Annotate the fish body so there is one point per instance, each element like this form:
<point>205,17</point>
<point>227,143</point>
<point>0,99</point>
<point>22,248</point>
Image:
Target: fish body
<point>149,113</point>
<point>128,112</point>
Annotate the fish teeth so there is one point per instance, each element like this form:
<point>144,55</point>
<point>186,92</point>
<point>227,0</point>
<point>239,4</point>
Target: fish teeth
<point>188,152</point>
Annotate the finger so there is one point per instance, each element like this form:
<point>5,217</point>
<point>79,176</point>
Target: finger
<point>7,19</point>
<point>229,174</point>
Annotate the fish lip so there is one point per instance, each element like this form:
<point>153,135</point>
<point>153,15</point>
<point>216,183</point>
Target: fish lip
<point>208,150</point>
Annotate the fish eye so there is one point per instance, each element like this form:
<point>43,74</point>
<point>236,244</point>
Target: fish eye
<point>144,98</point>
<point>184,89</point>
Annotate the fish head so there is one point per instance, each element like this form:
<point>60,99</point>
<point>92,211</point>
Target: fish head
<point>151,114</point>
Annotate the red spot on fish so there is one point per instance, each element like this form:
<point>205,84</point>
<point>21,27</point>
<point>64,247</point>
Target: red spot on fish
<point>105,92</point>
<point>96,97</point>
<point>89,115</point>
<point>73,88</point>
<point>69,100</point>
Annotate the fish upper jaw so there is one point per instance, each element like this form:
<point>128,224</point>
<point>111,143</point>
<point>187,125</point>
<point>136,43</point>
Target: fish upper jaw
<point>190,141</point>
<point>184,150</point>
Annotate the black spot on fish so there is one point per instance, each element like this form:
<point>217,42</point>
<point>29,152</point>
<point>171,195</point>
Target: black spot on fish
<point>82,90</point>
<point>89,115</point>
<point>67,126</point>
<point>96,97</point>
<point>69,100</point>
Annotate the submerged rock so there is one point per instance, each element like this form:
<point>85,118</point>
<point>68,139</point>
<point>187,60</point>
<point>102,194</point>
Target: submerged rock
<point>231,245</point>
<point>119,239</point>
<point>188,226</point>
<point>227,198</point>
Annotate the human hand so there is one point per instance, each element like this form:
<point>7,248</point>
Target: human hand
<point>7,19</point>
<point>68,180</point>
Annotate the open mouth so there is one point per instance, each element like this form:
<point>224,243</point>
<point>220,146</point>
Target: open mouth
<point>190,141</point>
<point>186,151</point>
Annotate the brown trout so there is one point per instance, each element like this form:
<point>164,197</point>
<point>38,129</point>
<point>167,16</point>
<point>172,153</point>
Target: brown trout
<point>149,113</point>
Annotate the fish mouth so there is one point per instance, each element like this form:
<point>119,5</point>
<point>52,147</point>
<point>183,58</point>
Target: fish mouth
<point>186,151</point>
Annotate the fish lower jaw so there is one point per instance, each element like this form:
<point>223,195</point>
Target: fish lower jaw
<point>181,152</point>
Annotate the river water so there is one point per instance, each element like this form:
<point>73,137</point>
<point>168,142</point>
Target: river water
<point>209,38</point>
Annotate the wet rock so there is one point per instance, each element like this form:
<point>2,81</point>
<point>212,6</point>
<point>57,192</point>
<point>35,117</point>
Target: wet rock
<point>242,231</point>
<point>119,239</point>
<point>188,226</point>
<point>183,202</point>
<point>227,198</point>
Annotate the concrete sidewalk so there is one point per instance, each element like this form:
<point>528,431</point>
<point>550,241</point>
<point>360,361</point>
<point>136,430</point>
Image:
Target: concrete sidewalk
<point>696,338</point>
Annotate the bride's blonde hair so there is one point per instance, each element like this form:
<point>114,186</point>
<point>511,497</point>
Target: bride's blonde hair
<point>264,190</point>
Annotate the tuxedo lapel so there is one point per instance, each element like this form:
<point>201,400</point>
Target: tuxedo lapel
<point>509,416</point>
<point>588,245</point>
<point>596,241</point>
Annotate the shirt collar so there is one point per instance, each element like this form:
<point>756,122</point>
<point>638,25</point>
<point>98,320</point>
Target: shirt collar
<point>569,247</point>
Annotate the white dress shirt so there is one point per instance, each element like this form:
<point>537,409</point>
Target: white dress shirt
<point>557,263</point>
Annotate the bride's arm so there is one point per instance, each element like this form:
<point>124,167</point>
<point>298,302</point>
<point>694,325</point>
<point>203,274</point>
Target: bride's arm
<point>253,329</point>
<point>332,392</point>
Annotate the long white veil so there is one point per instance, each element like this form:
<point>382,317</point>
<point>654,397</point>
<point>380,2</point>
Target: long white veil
______
Beginning with the opening line above, retype the records exactly through the line with "Annotate the fish teeth", both ends included.

▸ **Solution to this problem**:
Annotate the fish body so there is one point per instance, each element like this form:
<point>205,17</point>
<point>227,143</point>
<point>0,99</point>
<point>22,248</point>
Image:
Target: fish body
<point>149,113</point>
<point>128,112</point>
Annotate the fish teeth so there is one point per instance, each element like this form:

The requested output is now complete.